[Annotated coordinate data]

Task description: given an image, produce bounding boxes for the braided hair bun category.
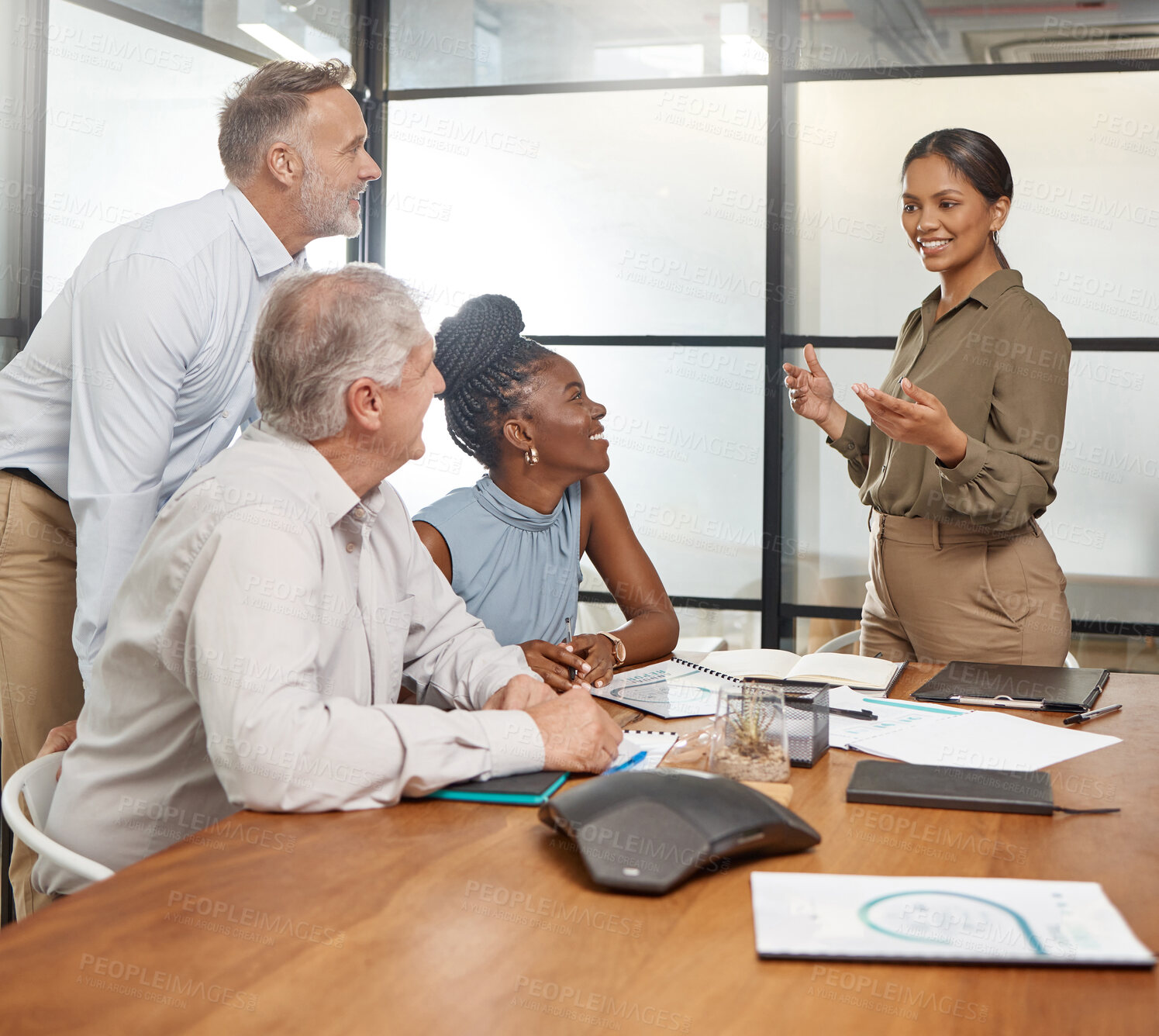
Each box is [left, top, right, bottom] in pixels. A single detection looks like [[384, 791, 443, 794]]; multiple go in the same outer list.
[[435, 295, 524, 395], [435, 295, 555, 468]]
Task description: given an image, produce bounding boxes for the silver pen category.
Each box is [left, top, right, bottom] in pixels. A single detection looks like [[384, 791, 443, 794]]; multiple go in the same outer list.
[[1063, 705, 1122, 727], [564, 616, 578, 682]]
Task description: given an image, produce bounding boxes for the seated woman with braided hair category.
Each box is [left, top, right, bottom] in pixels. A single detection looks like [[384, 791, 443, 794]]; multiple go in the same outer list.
[[415, 295, 679, 691]]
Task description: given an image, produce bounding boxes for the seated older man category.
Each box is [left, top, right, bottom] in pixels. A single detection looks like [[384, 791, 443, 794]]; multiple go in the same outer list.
[[33, 264, 620, 893]]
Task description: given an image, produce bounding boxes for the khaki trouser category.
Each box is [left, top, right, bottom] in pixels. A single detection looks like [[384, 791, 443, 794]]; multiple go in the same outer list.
[[0, 471, 85, 920], [861, 511, 1071, 665]]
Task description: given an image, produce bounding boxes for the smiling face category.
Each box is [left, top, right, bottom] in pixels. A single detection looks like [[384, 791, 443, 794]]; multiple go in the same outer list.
[[300, 87, 382, 237], [902, 155, 1009, 274], [513, 356, 609, 478]]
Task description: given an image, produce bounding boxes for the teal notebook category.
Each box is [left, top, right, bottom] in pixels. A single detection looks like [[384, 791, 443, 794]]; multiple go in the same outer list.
[[426, 769, 571, 806]]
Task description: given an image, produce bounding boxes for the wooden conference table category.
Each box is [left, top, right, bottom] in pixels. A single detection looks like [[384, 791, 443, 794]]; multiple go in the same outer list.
[[0, 666, 1159, 1036]]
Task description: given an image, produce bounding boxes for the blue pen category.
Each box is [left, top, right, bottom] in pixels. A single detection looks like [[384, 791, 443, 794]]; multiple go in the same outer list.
[[604, 751, 648, 773]]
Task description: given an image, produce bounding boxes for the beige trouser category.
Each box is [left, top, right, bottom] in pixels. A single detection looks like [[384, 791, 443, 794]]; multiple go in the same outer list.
[[0, 471, 85, 920], [861, 511, 1071, 665]]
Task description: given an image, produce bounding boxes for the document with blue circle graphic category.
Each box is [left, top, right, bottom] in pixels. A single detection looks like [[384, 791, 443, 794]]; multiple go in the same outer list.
[[751, 872, 1156, 968]]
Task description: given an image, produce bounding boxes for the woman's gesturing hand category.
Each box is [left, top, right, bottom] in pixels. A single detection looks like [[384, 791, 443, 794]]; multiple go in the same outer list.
[[785, 345, 833, 424], [853, 378, 968, 468]]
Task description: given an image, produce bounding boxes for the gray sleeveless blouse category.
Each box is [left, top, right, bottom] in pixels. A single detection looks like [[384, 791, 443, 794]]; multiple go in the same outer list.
[[414, 475, 581, 644]]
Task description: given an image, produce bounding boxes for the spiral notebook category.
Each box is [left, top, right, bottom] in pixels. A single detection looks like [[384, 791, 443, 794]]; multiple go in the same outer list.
[[591, 658, 724, 720], [672, 648, 906, 696]]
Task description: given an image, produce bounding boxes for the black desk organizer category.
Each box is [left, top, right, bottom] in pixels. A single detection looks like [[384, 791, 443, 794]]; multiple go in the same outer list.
[[782, 682, 830, 766]]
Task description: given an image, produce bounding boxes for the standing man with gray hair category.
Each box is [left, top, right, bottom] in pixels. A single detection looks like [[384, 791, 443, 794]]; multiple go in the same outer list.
[[0, 61, 381, 918], [35, 264, 623, 893]]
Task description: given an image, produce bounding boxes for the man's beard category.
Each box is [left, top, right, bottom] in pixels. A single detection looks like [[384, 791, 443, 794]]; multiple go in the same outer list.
[[300, 164, 365, 237]]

> [GOAL]: Output the lines of the data above as a numbered list, skipping blank lines. Leave the pictures out.

> [RESULT OF THE EXERCISE]:
1. Task description: given an image, produce bounding boxes for the braided hair bun category.
2. Each box is [left, top, right, bottom] in pixels. A single detection looks like [[384, 791, 443, 794]]; multiple go in the same outer list.
3. [[435, 295, 524, 395], [435, 295, 555, 468]]
4. Task description: given an image, produce bounding boxes for the silver pen category.
5. Each box is [left, top, right, bottom] in pixels. A single detection looks like [[384, 791, 443, 794]]; multiple go in the same outer list.
6. [[1063, 705, 1122, 727], [564, 616, 578, 682]]
7. Task description: given an image, produce bounding boxes for the seated woman with braided hair category.
8. Each box is [left, top, right, bottom] in pixels. A single detection looks like [[384, 791, 443, 794]]; multiple go in the same outer list.
9. [[415, 295, 679, 691]]
10. Task description: given an image, produce bounding boxes for the seated older man category.
11. Each box is [left, top, right, bottom] in pixels. A single detection looks like [[384, 791, 443, 794]]; multiple go in the same outer list.
12. [[33, 264, 620, 893]]
13. Task description: given an image, produce bounding boxes for the khaki trouser category.
14. Each box is [left, top, right, bottom] in pixels. A single detection looks like [[384, 791, 443, 794]]; multiple go in the same outer list.
15. [[0, 471, 85, 920], [861, 511, 1071, 665]]
16. Task description: given an image, produce bounding boxes for the smiling face category.
17. Each box is [left, top, right, bottom] in pixels. A single detection looks like [[384, 791, 443, 794]]; multiple go in the same outer list.
18. [[300, 87, 382, 237], [902, 155, 1009, 274], [513, 356, 609, 478]]
19. Task description: given an image, produce bounding boxes for the teal notebook category.
20. Each box is [left, top, right, bottom] in pixels. A single detection looks like [[384, 791, 443, 794]]; multiple go in the same outer list.
21. [[426, 769, 571, 806]]
22. Task description: given an image, produce bounding boxes for the wooden conference table category.
23. Each box is [left, top, right, bottom] in pixels. A single detection looks like [[384, 791, 443, 794]]; multiple go in the same outer list.
24. [[0, 666, 1159, 1036]]
25. Task description: given an image, produce bounding boxes for the blue pen category.
26. Each box is [left, top, right, bottom] in pixels. A single detection looks like [[384, 791, 443, 794]]; multiple go in the same outer list.
27. [[604, 751, 648, 773]]
28. Task description: given an image, produce bounding boxes for the beige trouser category.
29. Each box is [left, top, right, bottom] in pixels. A single detection looks like [[384, 791, 443, 794]]; multiple go in the same outer list.
30. [[0, 471, 85, 920], [861, 511, 1071, 665]]
31. Task description: given an image, produce bounding boxes for the document with blue circle graphic category.
32. Each box is [left, top, right, bottom] in pixels. A single detection looks like [[384, 791, 443, 794]]; multiple go in the same outer list.
33. [[751, 872, 1156, 968]]
34. Task description: given an image, produce bounding boxes for the woman's gesturing hand category.
35. Each box is [left, top, right, bottom] in pixels. A single detection looks like [[384, 791, 443, 794]]; multiple go in the same outer list.
36. [[785, 345, 833, 424], [853, 378, 968, 468]]
37. Task description: given an image, produce bounding boxes for the gray sleeveless blouse category.
38. Each box is [left, top, right, bottom] in pixels. A single detection looks like [[384, 791, 443, 794]]; multiple go in the same outer list.
39. [[414, 475, 581, 644]]
40. Task description: given an image, produce bounding boxes for the spiral notebook category.
41. Each box is [left, top, right, bottom] in pixels. A single detection looks like [[384, 791, 443, 794]]; multiple go in the same outer list.
42. [[591, 658, 724, 720], [672, 648, 906, 696]]
43. Task description: given an image, produce bounding boxes for the black desk organizer category.
44. Each box is [left, top, right, bottom] in pixels. A single detection looks like [[384, 791, 443, 794]]; multiple go in the same outer list.
45. [[782, 682, 830, 766]]
46. Task description: given an image, produce bounding boxes for the standing man with gray hair category.
47. Each box is [left, top, right, bottom] in pixels. A single detection looks like [[384, 791, 443, 794]]; multiple go in the same outer list.
48. [[0, 61, 381, 918], [35, 264, 623, 893]]
49. Task description: given an image, produce bounding boxes for the man's beard category.
50. Each box is [left, top, right, bottom] in pixels. A single detection looks like [[384, 791, 443, 794]]; multiple go in the same outer list.
51. [[300, 164, 365, 237]]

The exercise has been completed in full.